» INSTRUCTIONS FOR THE TASK: Using the data below, show every line where the word "soil" occurs.

» PROVIDED ENTRIES:
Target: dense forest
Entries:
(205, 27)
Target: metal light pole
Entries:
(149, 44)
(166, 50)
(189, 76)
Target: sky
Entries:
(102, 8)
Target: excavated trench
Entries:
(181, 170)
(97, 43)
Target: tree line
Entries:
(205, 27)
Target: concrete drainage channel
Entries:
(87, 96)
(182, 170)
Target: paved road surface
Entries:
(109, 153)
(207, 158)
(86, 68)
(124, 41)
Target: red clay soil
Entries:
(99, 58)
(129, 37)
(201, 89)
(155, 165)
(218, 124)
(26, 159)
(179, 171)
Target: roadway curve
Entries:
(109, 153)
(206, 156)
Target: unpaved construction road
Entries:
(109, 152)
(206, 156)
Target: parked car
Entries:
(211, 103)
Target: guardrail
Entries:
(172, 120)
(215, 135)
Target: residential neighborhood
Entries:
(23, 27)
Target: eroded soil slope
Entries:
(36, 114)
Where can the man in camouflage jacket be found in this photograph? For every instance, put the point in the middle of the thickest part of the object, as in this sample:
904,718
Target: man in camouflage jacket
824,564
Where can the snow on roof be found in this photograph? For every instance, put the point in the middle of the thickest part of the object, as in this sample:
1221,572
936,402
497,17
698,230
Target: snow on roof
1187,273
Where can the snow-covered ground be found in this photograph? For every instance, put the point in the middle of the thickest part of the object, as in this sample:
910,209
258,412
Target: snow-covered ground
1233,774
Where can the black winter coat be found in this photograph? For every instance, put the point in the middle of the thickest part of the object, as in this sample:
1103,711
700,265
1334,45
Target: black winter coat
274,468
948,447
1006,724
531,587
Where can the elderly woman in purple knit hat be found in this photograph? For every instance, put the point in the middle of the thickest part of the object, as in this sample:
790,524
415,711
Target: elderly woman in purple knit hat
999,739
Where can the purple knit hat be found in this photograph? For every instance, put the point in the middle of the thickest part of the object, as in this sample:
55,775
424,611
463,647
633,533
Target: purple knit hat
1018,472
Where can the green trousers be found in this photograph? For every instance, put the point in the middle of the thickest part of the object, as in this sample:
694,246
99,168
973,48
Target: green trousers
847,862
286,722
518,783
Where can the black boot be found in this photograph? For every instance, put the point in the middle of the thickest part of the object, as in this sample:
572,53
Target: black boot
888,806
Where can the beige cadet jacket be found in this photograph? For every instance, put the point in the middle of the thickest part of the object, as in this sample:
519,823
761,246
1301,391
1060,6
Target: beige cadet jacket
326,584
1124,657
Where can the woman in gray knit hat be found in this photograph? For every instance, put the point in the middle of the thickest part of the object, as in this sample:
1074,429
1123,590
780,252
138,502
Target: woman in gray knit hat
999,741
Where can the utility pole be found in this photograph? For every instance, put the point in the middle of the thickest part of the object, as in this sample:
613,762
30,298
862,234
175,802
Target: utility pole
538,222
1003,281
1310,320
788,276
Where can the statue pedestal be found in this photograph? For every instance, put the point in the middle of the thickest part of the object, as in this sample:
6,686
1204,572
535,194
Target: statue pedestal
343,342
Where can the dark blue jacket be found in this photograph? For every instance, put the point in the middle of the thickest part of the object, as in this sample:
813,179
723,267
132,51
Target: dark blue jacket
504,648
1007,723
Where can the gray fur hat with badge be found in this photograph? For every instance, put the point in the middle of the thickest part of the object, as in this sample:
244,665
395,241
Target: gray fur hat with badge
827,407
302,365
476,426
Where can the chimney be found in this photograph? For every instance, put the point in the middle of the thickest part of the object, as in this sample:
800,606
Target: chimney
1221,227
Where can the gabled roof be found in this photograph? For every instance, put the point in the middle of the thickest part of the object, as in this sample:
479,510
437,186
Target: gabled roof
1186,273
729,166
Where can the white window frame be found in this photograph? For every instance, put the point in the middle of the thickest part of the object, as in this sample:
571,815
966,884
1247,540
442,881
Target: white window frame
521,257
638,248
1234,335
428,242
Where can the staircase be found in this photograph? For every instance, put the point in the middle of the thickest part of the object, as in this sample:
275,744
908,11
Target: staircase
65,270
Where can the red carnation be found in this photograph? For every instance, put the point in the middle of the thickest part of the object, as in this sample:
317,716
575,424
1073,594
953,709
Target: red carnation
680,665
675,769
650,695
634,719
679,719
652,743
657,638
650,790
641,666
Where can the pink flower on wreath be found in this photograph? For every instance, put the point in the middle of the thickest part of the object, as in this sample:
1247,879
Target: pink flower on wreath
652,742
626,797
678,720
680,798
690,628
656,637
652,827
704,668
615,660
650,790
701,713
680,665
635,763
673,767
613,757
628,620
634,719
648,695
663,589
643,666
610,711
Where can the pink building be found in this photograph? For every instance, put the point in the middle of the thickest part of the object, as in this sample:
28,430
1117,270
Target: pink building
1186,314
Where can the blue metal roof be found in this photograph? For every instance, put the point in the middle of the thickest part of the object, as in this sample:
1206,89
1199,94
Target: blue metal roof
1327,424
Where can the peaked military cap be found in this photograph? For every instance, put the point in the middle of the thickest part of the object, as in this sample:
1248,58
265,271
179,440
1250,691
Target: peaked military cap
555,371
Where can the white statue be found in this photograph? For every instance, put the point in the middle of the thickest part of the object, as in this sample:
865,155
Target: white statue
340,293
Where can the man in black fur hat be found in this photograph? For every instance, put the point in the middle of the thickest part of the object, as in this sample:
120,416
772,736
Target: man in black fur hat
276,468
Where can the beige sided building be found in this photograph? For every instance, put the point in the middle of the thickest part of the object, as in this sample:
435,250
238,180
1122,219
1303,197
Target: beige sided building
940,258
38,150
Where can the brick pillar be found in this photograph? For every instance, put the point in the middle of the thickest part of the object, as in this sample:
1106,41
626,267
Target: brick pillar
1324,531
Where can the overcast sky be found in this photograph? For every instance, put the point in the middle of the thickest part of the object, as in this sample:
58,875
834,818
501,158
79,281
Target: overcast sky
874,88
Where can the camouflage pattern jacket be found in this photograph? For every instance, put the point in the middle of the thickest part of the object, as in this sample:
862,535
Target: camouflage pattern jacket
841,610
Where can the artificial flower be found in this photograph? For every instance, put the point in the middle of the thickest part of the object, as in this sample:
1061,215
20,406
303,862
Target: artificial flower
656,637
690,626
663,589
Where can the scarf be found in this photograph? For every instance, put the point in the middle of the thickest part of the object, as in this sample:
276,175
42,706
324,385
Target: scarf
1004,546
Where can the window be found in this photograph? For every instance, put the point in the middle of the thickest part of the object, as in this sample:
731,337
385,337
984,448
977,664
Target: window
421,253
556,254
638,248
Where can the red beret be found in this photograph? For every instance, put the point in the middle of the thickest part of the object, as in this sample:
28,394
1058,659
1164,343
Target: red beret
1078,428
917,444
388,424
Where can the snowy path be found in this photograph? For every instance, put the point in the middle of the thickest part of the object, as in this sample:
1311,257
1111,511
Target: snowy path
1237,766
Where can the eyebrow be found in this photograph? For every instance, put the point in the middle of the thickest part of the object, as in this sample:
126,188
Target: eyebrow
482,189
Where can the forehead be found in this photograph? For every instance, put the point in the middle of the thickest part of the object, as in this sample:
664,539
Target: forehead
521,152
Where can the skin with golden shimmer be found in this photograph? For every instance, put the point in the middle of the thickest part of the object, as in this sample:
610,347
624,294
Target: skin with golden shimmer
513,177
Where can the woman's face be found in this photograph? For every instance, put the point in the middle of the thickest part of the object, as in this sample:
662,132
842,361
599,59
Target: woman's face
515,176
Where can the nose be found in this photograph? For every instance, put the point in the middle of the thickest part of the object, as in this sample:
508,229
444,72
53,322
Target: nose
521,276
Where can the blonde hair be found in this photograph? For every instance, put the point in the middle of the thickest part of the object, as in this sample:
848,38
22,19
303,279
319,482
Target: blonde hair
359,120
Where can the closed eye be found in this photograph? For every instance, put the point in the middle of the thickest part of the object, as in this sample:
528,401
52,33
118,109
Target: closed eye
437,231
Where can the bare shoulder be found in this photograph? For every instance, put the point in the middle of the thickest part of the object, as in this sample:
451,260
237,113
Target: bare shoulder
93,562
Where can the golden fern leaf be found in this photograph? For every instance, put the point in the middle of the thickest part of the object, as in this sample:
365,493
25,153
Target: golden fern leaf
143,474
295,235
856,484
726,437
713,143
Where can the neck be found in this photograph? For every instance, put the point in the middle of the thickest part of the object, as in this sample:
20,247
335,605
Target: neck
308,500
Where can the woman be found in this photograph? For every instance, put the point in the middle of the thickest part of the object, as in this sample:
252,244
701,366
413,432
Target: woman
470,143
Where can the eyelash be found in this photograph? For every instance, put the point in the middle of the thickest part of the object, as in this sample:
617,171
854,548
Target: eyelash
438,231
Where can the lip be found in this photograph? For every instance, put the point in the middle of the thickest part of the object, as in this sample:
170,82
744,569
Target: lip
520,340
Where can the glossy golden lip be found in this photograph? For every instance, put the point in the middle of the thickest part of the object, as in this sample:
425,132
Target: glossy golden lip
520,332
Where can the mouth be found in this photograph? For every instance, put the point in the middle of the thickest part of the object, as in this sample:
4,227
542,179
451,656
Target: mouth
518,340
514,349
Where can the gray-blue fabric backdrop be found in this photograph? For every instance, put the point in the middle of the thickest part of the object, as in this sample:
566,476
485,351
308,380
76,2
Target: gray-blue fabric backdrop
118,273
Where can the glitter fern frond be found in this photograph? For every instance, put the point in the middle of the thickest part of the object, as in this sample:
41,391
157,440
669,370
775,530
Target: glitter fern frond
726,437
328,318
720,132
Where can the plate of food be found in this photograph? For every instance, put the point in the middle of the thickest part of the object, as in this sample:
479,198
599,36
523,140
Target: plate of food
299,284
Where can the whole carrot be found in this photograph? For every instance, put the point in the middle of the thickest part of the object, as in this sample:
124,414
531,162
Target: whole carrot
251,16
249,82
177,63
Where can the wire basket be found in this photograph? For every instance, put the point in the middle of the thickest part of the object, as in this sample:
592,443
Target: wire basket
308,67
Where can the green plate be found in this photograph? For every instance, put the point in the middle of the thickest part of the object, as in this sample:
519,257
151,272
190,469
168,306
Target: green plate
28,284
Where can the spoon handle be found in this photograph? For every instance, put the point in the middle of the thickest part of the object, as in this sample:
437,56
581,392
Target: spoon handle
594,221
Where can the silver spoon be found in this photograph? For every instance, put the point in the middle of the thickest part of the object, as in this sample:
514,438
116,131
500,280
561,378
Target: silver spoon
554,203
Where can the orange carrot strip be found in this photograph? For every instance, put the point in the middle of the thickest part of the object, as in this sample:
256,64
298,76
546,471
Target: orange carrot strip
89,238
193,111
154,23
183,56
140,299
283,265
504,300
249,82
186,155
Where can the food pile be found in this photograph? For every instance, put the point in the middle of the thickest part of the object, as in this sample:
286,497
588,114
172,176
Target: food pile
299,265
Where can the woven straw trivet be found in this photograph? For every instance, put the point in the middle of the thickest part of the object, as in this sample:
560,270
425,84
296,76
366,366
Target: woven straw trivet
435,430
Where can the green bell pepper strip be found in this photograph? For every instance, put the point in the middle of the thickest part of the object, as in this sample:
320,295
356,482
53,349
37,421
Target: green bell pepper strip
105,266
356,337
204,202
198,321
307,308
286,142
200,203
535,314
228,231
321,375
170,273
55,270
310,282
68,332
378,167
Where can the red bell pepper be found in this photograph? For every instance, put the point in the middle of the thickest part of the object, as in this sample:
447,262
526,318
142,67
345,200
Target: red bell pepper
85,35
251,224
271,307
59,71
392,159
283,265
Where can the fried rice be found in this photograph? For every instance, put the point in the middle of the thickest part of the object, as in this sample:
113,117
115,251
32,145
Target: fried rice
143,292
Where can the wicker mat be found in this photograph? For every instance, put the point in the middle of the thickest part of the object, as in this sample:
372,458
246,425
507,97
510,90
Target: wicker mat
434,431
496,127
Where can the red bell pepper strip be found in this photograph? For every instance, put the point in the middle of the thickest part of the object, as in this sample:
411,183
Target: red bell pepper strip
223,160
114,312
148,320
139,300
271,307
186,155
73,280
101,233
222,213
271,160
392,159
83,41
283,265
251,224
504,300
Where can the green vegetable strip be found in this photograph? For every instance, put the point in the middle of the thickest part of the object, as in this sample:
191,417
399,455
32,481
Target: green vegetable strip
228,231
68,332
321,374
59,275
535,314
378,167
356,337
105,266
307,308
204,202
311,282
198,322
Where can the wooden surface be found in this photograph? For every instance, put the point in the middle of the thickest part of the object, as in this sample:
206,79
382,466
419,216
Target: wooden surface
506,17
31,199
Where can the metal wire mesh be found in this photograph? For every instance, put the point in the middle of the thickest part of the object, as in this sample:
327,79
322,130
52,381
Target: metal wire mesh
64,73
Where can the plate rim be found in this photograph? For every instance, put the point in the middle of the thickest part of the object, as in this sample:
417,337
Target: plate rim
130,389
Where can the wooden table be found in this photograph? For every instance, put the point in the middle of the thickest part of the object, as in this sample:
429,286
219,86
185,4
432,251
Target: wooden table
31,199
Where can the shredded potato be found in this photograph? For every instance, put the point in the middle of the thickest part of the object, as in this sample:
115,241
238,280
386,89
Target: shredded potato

» RESULT FOR THIS EXERCISE:
Target: red clay soil
Target: eroded soil slope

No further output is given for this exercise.